Set task: Pick up the URL encoding guide below after its last sentence and write the next part.

Developers & Technical · Guide · Developer Utilities
How to URL encode correctly
Reserved vs unreserved characters, encodeURI vs encodeURIComponent, URLSearchParams, path vs query encoding, double-encoding traps, UTF-8 handling.
URL encoding — percent-encoding — is one of those fundamentals that quietly breaks things when it’s wrong. A space that should be %20 ends up as +; an ampersand in a query value splits the URL; a Unicode character comes through as mojibake. This guide covers what the encoding actually does, which characters need it, the critical difference between encodeURI and encodeURIComponent, path vs query encoding, double-encoding traps, form encoding, and the Unicode handling that catches people who only tested with ASCII.
Advertisement
What URL encoding is
URLs are limited to a specific set of ASCII characters by RFC 3986. Anything outside that set — spaces, most punctuation, non-ASCII — must be represented as %XX where XX is the byte’s hex value.
Example: space (0x20) → %20. At sign (0x40) → %40. Non-ASCII characters are encoded as their UTF-8 byte sequence, one %XX per byte: é (U+00E9) → %C3%A9 (two bytes).
Reserved vs unreserved characters
RFC 3986 divides URL characters into categories:
Unreserved: A-Z, a-z, 0-9, and - _ . ~. Never need encoding.
Reserved (gen-delims): : / ? # [ ] @. Have structural meaning in URLs. Encode if they’re part of data, not structure.
Reserved (sub-delims): ! $ & ' ( ) * + , ; =. Encode when used as data within query values — they have meaning in forms and query syntax.
Everything else: spaces, Unicode, unusual punctuation — always encode.
encodeURI vs encodeURIComponent — the JavaScript fork
JavaScript’s two URL encoders have different purposes and mixing them up is the #1 URL bug.
encodeURI: encodes a full URL. Preserves reserved structural characters (: / ? # & =). Use when you have a complete URL that needs to be made safe for transmission.
encodeURI("https://x.com/a b?q=1&r=2") → https://x.com/a%20b?q=1&r=2. Notice the space got encoded but ? and & did not.
encodeURIComponent: encodes a value that will be placed inside a URL component (one segment of a path, one value in a query). Encodes reserved characters. Use when building URLs from parts.

Data:
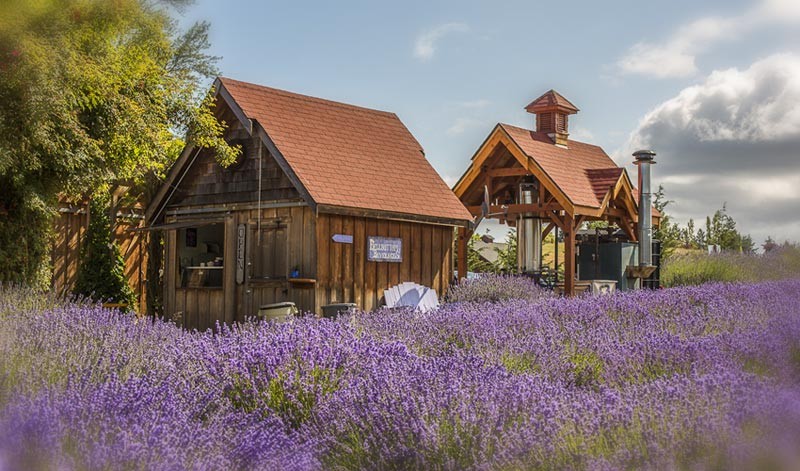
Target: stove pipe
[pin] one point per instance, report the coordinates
(644, 159)
(529, 231)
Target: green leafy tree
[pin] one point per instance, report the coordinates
(93, 92)
(101, 272)
(721, 230)
(668, 232)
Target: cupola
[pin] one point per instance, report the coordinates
(552, 116)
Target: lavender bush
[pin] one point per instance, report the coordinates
(696, 378)
(494, 288)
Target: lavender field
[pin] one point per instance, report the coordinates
(703, 377)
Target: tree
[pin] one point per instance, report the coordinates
(721, 230)
(668, 232)
(93, 92)
(101, 272)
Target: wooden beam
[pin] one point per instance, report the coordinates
(513, 209)
(390, 215)
(463, 237)
(556, 219)
(508, 172)
(569, 256)
(628, 228)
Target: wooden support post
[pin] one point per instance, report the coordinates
(462, 253)
(569, 255)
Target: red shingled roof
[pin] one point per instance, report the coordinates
(349, 156)
(549, 101)
(584, 172)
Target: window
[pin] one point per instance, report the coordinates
(200, 256)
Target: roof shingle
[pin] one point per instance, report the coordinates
(349, 156)
(584, 172)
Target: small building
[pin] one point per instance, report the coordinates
(328, 203)
(540, 181)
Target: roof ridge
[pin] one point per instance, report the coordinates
(309, 98)
(568, 139)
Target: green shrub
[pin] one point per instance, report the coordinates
(694, 268)
(101, 273)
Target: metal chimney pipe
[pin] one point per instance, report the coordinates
(529, 231)
(644, 159)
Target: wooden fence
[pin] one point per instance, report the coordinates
(70, 228)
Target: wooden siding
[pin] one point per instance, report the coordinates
(344, 275)
(206, 182)
(69, 229)
(202, 308)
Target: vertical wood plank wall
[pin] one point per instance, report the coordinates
(202, 308)
(345, 276)
(69, 230)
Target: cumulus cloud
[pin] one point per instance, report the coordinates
(733, 138)
(425, 44)
(676, 56)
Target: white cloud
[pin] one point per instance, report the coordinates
(450, 180)
(676, 57)
(474, 104)
(733, 138)
(425, 44)
(581, 134)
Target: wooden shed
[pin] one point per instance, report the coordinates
(328, 203)
(542, 175)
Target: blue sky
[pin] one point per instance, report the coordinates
(710, 85)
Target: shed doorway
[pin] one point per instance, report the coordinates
(200, 269)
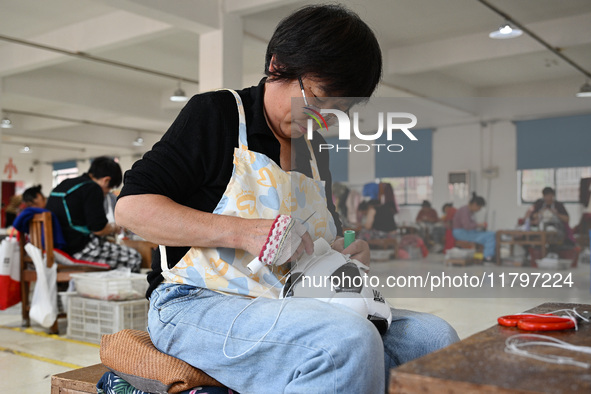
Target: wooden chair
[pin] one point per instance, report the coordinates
(40, 228)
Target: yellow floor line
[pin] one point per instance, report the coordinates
(39, 358)
(30, 331)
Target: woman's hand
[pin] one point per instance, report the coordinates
(359, 249)
(278, 241)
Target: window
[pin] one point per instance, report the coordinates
(564, 180)
(411, 190)
(64, 173)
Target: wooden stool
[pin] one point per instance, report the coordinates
(78, 381)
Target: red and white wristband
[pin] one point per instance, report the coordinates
(285, 236)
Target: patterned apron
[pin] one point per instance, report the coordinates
(259, 188)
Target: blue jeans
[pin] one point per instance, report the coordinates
(486, 238)
(314, 347)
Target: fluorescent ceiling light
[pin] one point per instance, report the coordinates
(585, 90)
(179, 95)
(505, 31)
(6, 123)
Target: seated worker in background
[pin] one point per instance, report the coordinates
(12, 209)
(465, 227)
(427, 214)
(78, 205)
(33, 197)
(448, 214)
(377, 220)
(549, 214)
(199, 191)
(428, 221)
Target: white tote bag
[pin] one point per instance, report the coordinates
(44, 302)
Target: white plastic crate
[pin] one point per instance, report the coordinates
(89, 319)
(111, 285)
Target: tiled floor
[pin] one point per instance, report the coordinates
(29, 358)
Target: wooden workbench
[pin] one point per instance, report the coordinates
(525, 238)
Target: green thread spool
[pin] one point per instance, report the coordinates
(349, 237)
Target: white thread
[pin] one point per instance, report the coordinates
(512, 345)
(272, 325)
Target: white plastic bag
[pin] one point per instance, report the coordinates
(44, 302)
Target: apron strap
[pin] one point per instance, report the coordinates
(242, 141)
(313, 163)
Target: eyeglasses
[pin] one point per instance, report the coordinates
(303, 91)
(314, 104)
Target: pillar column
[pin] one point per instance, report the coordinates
(220, 55)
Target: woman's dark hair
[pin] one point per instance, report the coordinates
(477, 200)
(31, 193)
(328, 42)
(105, 166)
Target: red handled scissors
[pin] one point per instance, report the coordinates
(541, 322)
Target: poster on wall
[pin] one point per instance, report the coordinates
(10, 169)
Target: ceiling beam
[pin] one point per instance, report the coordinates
(246, 7)
(197, 16)
(105, 32)
(433, 55)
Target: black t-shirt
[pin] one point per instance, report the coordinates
(85, 205)
(193, 162)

Solved problem:
encodeURIComponent("a&b=c") → a%26b%3Dc. Encodes both & and = so they can safely appear as a value.
Rule: use encodeURIComponent on each part when assembling, not encodeURI on the whole.
The URLSearchParams approach — safer, modern
Skip manual encoding entirely for query strings:
const params = new URLSearchParams(); params.append( "q", "hello world"); params.append( "tag", "a&b"); url.search = params.toString();
Produces q=hello+world&tag=a%26b with correct encoding and no off-by-one errors. Use this pattern whenever possible.
Note: URLSearchParams uses + for spaces (legacy form encoding), while encodeURIComponent uses %20. Both decode correctly on the server; don’t mix them in the same URL.
Path encoding vs query encoding
Subtle differences between segments of a URL.
Path segments: encode / if it appears in data (otherwise it creates a new path segment). Space as %20.
Query strings: + means space in traditional form encoding (application/x-www-form-urlencoded). In modern URL parsers, %20 works too and is unambiguous. & and = have structural meaning and must be encoded in values.
Fragments (#): similar rules to query; encode characters that break parsing.
Double-encoding — the classic trap
Encoding an already-encoded URL turns %20 into %2520 (because % becomes %25). The result looks URL-valid but the destination server gets the literal string “%20” instead of a space.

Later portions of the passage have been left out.